§ Study text:
*** Block opens ***

By LEANDRA ROLLE
Tribune Staff Reporter
RELATIVES of the late funeral director Ted Sweeting insisted yesterday they were not responsible for organising a mini Junkanoo rush held in honour of their father on Saturday, saying family members were not even aware of Junkanooers’ plans until the day of the service.
Their comments came after videos made the rounds on social media over the weekend, showing a large group of people making their way down a street to a local graveyard in a mini-Junkanoo rushout, led by lodge members carrying Sweeting’s casket.
In one livestream capturing the event, the sizeable group can be seen playing their instruments as they enter the graveyard. And even when the cemetery ceremony begins, the overflow from the crowd could be observed lingering in the road.
The latest COVID-19 emergency order mandates that funeral services on New Providence, Abaco, Eleuthera and Exuma may only have a maximum of 20 people at the graveside only, not including the officiant and mortuary workers.
However, more than 20 people attended Saturday’s event. On Sunday, a representative at the Office of the Prime Minister said it did not give organisers special permission to host a large funeral service.
When contacted by The Tribune on the matter yesterday, Damian and Dominic Sweeting, sons of the Sweeting, clarified that many of the attendees at their father’s graveside service were mortuary workers.
Damian Sweeting also described the event as a “requiem mass”, insisting it was not a funeral procession or a funeral service.
He explained that after the family was unable to get permission from the competent authority concerning their requests for a funeral, church officials decided to hold a requiem mass.
“Ted Sweeting did not have a church funeral service. That’s number one. He had a requiem mass which was attended by the church,” Mr Sweeting said. “The church followed all of the protocols from the competent authority and the reason for that was because we did request from the competent authority to hold a funeral service.

*** Block closes ***

§ Data listing:

*** Block opens ***

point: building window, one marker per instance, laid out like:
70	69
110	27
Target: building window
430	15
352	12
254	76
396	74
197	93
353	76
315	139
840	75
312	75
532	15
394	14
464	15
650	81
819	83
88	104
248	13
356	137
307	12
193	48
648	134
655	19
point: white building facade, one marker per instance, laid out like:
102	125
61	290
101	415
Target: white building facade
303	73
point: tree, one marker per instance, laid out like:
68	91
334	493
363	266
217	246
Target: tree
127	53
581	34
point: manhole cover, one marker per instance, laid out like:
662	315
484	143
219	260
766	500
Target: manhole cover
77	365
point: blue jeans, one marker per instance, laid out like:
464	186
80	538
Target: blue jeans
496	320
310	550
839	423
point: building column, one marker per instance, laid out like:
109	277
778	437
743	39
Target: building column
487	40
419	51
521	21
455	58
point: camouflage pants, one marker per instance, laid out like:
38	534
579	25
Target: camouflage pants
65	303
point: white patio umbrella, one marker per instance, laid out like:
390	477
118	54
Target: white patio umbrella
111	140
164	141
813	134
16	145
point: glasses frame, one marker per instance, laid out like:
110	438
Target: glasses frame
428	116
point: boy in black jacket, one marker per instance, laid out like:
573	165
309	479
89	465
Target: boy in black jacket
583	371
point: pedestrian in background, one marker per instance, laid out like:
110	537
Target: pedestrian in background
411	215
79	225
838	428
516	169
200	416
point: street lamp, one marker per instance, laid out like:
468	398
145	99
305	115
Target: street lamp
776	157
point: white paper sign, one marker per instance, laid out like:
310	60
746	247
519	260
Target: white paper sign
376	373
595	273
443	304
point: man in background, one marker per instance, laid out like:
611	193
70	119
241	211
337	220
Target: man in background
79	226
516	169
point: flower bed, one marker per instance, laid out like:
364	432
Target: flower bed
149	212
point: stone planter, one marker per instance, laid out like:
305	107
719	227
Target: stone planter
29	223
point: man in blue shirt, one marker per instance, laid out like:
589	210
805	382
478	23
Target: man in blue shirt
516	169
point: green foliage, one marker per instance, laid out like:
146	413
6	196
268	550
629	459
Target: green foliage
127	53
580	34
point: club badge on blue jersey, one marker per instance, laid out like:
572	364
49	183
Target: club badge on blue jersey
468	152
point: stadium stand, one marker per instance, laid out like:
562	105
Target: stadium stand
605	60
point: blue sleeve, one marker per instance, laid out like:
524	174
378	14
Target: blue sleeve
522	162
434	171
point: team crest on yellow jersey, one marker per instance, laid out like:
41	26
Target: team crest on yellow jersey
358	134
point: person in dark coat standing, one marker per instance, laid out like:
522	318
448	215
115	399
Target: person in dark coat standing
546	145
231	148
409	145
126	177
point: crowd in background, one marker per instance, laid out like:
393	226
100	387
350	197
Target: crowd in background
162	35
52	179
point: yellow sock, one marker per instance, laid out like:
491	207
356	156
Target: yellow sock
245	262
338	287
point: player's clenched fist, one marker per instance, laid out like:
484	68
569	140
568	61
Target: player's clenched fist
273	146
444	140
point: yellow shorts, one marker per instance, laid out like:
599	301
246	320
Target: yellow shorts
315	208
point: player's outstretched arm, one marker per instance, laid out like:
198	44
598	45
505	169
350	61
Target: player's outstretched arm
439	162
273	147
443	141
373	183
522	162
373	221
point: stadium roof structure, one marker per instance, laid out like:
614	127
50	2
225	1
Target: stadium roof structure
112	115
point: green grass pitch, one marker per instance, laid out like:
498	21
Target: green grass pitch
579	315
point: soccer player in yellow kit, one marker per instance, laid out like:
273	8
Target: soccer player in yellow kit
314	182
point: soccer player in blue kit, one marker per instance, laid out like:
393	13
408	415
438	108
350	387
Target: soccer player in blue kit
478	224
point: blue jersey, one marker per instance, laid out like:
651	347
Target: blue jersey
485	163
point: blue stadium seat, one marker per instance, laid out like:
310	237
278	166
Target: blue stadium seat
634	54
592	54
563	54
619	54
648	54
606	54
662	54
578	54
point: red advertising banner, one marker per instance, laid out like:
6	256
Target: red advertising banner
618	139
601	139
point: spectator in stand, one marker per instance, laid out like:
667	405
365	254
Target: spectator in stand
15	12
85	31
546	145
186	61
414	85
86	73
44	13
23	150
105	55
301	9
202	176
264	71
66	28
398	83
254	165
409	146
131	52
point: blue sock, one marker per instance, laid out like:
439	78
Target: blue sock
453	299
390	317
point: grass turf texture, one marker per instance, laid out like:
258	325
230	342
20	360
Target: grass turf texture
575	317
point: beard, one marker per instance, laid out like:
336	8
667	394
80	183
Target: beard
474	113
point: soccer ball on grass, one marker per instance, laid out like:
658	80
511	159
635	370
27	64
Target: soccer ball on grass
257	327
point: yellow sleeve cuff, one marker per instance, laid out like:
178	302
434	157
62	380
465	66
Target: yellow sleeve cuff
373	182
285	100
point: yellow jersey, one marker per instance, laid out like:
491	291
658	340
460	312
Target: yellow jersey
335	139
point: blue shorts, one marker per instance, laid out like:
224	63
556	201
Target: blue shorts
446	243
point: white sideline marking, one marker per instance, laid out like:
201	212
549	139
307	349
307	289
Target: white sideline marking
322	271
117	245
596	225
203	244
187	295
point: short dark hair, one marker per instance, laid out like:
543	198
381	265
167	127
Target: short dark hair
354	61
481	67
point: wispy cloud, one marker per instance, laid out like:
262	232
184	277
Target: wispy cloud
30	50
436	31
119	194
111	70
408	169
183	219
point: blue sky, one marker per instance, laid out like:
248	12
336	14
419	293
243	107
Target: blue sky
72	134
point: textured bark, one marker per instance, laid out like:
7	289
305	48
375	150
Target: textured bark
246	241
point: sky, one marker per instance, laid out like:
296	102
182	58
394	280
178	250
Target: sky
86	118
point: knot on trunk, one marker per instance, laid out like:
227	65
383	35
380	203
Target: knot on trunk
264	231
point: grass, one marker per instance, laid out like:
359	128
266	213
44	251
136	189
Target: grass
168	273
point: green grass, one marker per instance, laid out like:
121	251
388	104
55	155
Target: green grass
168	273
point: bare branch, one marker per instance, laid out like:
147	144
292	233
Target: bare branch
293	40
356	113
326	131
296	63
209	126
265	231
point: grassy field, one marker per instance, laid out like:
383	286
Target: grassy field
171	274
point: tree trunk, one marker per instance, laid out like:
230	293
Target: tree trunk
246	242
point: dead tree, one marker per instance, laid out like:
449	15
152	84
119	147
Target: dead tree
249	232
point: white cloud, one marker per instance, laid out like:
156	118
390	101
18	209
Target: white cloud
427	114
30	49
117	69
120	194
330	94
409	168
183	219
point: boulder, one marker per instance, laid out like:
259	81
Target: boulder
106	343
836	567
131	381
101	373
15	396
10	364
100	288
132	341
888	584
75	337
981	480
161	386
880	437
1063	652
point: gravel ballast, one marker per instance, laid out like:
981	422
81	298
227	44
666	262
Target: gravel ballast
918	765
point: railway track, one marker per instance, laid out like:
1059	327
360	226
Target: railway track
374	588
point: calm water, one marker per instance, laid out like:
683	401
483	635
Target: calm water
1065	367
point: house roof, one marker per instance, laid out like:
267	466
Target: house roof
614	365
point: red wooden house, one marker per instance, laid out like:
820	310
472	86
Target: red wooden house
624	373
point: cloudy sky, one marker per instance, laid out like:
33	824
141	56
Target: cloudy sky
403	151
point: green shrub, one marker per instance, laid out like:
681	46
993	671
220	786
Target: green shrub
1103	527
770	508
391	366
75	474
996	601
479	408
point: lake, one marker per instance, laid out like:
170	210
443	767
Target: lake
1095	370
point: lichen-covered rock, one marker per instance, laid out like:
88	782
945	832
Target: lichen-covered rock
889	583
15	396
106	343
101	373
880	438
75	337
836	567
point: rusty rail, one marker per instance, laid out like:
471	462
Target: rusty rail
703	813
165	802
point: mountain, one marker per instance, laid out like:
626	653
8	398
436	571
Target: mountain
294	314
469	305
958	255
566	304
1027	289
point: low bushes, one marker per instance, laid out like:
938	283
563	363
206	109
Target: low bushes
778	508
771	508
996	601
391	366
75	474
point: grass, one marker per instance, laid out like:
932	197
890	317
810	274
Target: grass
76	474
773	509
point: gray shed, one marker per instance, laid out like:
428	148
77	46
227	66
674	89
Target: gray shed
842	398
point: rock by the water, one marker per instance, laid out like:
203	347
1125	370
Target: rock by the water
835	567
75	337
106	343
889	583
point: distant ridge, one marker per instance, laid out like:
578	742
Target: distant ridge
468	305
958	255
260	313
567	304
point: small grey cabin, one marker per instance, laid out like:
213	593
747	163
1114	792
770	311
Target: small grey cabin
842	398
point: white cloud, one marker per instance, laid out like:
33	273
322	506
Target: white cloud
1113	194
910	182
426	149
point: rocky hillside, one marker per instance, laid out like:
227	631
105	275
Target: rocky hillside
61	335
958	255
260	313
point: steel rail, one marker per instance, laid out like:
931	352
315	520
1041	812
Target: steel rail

*** Block closes ***

Extract the full news article above on the graveside service for Ted Sweeting, reproducing it word for word.

§ Result below:
By LEANDRA ROLLE
Tribune Staff Reporter
RELATIVES of the late funeral director Ted Sweeting insisted yesterday they were not responsible for organising a mini Junkanoo rush held in honour of their father on Saturday, saying family members were not even aware of Junkanooers’ plans until the day of the service.
Their comments came after videos made the rounds on social media over the weekend, showing a large group of people making their way down a street to a local graveyard in a mini-Junkanoo rushout, led by lodge members carrying Sweeting’s casket.
In one livestream capturing the event, the sizeable group can be seen playing their instruments as they enter the graveyard. And even when the cemetery ceremony begins, the overflow from the crowd could be observed lingering in the road.
The latest COVID-19 emergency order mandates that funeral services on New Providence, Abaco, Eleuthera and Exuma may only have a maximum of 20 people at the graveside only, not including the officiant and mortuary workers.
However, more than 20 people attended Saturday’s event. On Sunday, a representative at the Office of the Prime Minister said it did not give organisers special permission to host a large funeral service.
When contacted by The Tribune on the matter yesterday, Damian and Dominic Sweeting, sons of the Sweeting, clarified that many of the attendees at their father’s graveside service were mortuary workers.
Damian Sweeting also described the event as a “requiem mass”, insisting it was not a funeral procession or a funeral service.
He explained that after the family was unable to get permission from the competent authority concerning their requests for a funeral, church officials decided to hold a requiem mass.
“Ted Sweeting did not have a church funeral service. That’s number one. He had a requiem mass which was attended by the church,” Mr Sweeting said. “The church followed all of the protocols from the competent authority and the reason for that was because we did request from the competent authority to hold a funeral service.